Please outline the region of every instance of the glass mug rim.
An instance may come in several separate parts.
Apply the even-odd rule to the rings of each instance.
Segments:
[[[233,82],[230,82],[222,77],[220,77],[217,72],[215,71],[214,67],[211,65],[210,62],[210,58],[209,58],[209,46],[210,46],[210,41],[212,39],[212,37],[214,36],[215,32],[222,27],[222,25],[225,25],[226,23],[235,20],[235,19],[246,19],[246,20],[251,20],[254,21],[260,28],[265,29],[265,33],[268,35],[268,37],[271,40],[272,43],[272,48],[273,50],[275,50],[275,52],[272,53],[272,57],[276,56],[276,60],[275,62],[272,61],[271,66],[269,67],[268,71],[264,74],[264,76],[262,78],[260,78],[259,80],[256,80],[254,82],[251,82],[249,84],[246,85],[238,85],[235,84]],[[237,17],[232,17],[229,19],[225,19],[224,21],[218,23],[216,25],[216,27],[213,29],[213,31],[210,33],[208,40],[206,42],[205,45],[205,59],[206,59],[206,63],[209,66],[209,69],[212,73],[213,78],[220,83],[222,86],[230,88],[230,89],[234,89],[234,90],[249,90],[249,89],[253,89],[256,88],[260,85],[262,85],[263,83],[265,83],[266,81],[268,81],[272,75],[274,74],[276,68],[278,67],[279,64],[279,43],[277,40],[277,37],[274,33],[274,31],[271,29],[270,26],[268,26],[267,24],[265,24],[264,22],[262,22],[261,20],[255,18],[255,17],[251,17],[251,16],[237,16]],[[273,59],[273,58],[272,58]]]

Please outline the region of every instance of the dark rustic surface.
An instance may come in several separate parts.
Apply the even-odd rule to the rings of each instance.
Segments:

--

__REQUIRED ACTION__
Pull out all lines in the data above that include "Please".

__REPLY__
Please outline the region of every instance of the glass mug rim.
Please outline the region of every instance of the dark rustic surface.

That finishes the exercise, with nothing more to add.